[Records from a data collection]
*****

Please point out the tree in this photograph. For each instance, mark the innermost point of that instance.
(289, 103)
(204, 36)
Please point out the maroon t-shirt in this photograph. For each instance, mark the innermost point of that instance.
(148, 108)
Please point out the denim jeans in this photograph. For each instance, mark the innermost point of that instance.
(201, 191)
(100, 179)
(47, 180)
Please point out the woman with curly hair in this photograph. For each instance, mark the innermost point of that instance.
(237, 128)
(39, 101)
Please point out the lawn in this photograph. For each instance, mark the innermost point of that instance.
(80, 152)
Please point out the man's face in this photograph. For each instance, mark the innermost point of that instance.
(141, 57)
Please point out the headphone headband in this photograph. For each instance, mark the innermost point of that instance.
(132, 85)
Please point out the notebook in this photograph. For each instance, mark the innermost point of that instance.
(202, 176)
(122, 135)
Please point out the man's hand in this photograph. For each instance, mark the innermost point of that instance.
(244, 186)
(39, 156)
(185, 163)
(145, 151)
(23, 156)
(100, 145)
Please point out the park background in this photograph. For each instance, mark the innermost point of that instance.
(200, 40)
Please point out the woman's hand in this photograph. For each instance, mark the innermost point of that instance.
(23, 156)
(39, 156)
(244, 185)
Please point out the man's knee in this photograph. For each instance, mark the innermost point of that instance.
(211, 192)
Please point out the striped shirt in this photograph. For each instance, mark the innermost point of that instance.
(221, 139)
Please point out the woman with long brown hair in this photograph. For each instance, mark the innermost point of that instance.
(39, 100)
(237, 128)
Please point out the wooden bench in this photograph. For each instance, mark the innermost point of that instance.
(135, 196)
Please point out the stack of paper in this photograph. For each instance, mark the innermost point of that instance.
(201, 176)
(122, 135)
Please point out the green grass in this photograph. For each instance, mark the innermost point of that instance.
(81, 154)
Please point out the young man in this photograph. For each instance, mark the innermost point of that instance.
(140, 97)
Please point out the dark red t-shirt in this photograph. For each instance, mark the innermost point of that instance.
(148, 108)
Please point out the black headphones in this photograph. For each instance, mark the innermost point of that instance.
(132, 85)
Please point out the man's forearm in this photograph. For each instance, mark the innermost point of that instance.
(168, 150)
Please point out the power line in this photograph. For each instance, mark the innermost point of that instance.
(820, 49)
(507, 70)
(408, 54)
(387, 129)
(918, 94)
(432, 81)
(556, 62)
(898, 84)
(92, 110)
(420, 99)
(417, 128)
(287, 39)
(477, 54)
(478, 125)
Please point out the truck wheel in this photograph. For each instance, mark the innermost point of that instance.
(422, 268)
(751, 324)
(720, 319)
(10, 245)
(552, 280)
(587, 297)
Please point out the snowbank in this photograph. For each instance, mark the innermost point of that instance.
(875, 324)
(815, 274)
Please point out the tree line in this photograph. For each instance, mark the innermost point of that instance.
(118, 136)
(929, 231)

*****

Task statement:
Rewrite every line from the one containing "Please point out the man's forearm" through the last line, inclusive, requests included. Raise each coordinate in the answers by 24.

Exercise output:
Please point out the man's forearm in this photograph. For each instance, mark the innermost point of that instance.
(192, 174)
Please point out the power line in this photograph. For each instance, mark the innermost point of that instance.
(844, 73)
(531, 94)
(432, 78)
(411, 153)
(942, 118)
(456, 105)
(580, 86)
(922, 108)
(116, 134)
(444, 123)
(441, 152)
(311, 63)
(501, 78)
(502, 149)
Please point out the truck wheel in this photograph. For each instance, mark the innermost point of that instance.
(446, 292)
(775, 348)
(744, 343)
(34, 269)
(576, 304)
(611, 321)
Please point out the snowbank in this photograph. For each instance, mark the innermost point of that instance.
(899, 348)
(839, 298)
Please point out the tree line in this photograph. For each instance, mark the innermost point of that instance.
(142, 160)
(953, 255)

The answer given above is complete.